Transcribe every line of the material below verbatim, omitting the pictures.

---------- Supplied data ----------

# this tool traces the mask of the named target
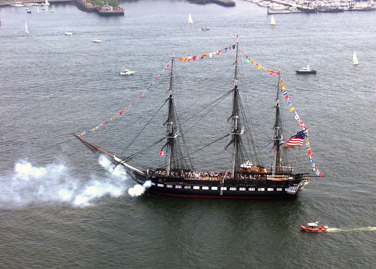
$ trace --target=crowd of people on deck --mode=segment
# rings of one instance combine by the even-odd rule
[[[167,171],[165,170],[156,170],[152,173],[152,175],[156,176],[167,176]],[[260,179],[264,176],[261,175],[238,175],[237,178],[241,179]],[[223,180],[230,179],[231,178],[231,171],[226,170],[224,172],[199,172],[195,171],[184,171],[182,170],[179,171],[171,171],[170,176],[183,177],[186,179],[197,179],[200,180]]]

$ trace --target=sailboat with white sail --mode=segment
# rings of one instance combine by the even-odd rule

----------

Exercise response:
# this tool traces the mask of the named target
$ trace --target=crowd of people on deck --mode=segment
# rings of one instance combine by the even-odd rule
[[[167,171],[165,170],[156,170],[152,173],[152,175],[156,176],[167,176]],[[260,179],[264,176],[261,175],[238,175],[237,178],[241,179]],[[223,180],[230,179],[231,178],[231,171],[226,170],[224,172],[199,172],[195,171],[184,171],[182,170],[179,171],[171,171],[170,176],[183,177],[186,179],[197,179],[200,180]]]

$ trace --target=sailboat with white sail --mode=segment
# rings of one instance combine by the even-odd rule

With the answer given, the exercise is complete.